Update the lines running from the one that contains "Please segment every instance of the crowd" down through the end of the records, putting "onlookers" in place of "spectators" and keeping everything else the same.

Data extracted from a collection:
* Start *

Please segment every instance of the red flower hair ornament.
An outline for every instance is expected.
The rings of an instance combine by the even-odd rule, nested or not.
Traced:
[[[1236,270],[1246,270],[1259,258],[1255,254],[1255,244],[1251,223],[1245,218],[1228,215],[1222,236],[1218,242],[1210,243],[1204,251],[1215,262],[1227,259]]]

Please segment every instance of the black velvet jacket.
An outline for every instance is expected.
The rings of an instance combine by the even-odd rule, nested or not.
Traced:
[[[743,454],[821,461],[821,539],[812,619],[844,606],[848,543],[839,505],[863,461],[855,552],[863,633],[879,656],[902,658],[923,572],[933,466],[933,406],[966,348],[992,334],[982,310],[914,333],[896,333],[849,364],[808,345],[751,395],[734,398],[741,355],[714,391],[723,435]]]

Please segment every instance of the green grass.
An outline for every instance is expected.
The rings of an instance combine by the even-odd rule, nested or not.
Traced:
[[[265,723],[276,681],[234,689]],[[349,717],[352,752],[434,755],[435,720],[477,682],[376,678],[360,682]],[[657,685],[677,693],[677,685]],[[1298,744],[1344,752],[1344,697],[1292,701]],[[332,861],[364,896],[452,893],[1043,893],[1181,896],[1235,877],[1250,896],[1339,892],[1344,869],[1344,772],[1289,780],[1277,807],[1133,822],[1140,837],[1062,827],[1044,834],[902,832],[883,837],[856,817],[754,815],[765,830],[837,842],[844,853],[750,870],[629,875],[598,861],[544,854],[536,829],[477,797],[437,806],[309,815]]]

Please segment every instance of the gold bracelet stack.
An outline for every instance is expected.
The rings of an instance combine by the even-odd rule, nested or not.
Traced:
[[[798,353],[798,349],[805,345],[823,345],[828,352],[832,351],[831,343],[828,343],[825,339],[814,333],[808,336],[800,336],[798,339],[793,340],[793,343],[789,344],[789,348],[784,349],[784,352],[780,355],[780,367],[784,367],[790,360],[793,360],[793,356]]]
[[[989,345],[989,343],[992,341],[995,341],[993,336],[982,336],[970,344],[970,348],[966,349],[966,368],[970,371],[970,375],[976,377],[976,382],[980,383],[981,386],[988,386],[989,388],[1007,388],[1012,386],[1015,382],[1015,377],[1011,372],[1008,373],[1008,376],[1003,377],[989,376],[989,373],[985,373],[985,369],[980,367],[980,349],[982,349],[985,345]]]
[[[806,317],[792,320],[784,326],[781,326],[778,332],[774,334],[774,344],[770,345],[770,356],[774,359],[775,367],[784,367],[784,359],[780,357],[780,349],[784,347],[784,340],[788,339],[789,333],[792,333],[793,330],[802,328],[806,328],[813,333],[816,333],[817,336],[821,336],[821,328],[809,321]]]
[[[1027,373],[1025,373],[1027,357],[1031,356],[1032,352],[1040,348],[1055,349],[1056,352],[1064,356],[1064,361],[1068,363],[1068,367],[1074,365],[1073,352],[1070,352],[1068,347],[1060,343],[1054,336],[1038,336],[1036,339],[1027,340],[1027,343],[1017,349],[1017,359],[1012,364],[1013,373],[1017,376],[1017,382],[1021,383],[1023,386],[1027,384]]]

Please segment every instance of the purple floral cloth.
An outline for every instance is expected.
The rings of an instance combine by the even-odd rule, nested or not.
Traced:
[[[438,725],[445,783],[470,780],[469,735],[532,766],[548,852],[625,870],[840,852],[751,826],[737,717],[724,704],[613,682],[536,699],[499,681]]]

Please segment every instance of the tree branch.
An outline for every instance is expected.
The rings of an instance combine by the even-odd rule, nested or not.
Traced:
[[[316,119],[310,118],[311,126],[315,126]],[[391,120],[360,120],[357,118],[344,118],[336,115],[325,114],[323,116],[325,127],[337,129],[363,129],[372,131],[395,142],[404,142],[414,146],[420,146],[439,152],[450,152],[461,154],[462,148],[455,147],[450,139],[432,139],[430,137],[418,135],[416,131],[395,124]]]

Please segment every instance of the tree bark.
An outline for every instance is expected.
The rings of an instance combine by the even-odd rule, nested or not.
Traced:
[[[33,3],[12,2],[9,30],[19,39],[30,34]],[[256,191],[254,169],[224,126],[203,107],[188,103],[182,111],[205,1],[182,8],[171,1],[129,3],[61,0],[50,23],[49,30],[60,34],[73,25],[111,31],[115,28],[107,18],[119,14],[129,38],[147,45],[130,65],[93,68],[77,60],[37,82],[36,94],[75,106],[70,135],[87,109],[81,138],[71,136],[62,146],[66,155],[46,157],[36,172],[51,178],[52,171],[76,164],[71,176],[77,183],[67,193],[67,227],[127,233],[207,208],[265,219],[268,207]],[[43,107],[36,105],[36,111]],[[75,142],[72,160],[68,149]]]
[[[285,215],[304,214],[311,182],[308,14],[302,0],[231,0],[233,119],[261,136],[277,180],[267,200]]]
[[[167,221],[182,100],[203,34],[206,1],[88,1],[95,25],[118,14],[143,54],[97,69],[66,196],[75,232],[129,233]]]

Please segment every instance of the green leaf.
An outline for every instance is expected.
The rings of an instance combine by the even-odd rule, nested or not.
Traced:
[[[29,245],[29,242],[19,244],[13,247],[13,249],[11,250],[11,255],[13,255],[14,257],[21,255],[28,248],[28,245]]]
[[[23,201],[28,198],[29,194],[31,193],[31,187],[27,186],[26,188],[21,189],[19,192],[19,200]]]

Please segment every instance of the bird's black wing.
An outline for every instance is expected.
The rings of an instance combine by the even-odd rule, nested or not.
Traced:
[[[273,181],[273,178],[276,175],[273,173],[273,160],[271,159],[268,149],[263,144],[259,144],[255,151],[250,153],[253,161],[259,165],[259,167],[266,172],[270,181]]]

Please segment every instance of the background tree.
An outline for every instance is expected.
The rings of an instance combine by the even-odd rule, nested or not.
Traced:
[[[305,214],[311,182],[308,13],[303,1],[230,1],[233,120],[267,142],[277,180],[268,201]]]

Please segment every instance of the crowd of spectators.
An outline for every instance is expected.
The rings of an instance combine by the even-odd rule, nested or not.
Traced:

* End *

# [THE RESULT]
Please segment every instance of the crowd of onlookers.
An outline for every instance is expected.
The rings of an instance combine by the even-odd rule, nested or not.
Traced:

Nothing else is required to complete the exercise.